YOUR TASK: All of the records must be given again exactly.

(Recorded data)
+ + + + + + +

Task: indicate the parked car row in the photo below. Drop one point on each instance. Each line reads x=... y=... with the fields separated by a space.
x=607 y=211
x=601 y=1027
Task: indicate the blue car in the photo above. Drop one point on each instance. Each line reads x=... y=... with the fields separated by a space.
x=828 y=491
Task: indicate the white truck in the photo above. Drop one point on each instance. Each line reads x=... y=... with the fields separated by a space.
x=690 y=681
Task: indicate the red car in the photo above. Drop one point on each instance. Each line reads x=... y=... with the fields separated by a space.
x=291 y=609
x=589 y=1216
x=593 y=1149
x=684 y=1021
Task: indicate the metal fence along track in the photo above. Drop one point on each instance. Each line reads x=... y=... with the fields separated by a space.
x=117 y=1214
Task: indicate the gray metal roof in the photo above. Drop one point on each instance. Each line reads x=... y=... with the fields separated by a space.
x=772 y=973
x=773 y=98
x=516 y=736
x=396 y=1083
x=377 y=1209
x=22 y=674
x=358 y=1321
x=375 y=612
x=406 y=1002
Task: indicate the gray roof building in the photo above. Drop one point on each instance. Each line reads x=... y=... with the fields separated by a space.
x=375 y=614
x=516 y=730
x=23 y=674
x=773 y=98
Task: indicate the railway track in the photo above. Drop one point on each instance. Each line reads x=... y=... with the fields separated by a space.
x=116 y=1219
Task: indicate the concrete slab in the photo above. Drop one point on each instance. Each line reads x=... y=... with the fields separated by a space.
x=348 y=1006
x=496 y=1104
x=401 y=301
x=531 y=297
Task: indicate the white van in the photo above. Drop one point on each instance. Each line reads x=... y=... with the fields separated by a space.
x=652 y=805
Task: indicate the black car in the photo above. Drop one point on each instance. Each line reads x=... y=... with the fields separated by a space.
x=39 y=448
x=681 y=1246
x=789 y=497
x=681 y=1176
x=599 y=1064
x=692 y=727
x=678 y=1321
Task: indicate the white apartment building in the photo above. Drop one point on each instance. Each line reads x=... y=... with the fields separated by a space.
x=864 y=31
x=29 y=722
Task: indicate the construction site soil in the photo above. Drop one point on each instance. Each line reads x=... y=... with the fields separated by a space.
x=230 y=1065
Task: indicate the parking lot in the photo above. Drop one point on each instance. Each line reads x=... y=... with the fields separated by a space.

+ + + + + + +

RESPONSE TO THIS TASK:
Task: indicate the parked car row in the photo below. Drop one point on each instance. Each line reads x=... y=... with the fields separated by a space.
x=607 y=211
x=601 y=1027
Task: indicate the blue car in the photo above. Drop one point on each instance. Each line reads x=... y=... with the fields separated by a space.
x=828 y=491
Task: indicate the white truck in the photo above. Drop one point on each instance. Each line reads x=... y=... with the fields separated by a space.
x=690 y=681
Task: indicate the red car in the photo above. Drop one point on each instance. Each line reads x=... y=... with the fields separated by a space.
x=291 y=609
x=589 y=1216
x=593 y=1149
x=684 y=1021
Task: indicate the metal fence along track in the photo above. Drop one point on each instance. Each line reads x=... y=... with the fields separated by a space.
x=117 y=1214
Task: indicate the gray metal roof in the photo above. Drop one point on each instance. Each line reads x=... y=... with the fields separated by a space.
x=772 y=973
x=773 y=98
x=516 y=736
x=396 y=1083
x=377 y=1209
x=22 y=674
x=358 y=1321
x=375 y=612
x=406 y=1002
Task: indicate the gray roof building in the photo above. Drop one point on each instance. Each line reads x=... y=... with the fields separated by a space.
x=375 y=614
x=516 y=730
x=23 y=674
x=773 y=98
Task: indicate the railway track in the photo above. Drop one point on each instance. Each line reads x=... y=... with the fields separated by a space.
x=116 y=1219
Task: indicate the concrete slab in the photo above. Drop one point on each instance. Each line reads x=... y=... with the fields separated by a space.
x=348 y=1006
x=496 y=1104
x=401 y=301
x=531 y=297
Task: indicate the white van in the photo above. Drop one point on each instance. Each line reads x=... y=... with the fields separated by a space.
x=652 y=805
Task: indicate the black car in the photo above. Drop one point on each instance. Each line reads x=... y=... with the fields separated by a space.
x=39 y=448
x=681 y=1246
x=789 y=497
x=681 y=1176
x=599 y=1064
x=692 y=727
x=678 y=1321
Task: indicate the white apartment building in the photo above. Drop one point on each instance. Each line reads x=... y=... with the fields separated by a space.
x=864 y=31
x=29 y=722
Task: indicate the construction site soil in the photo above. Drop one point on each instance. Each line reads x=... y=... with the fields separated by a space.
x=230 y=1065
Task: indicate the parking lot in the photo above. Drop one point on each instance. Each line reads x=... y=... with the fields separated by a space.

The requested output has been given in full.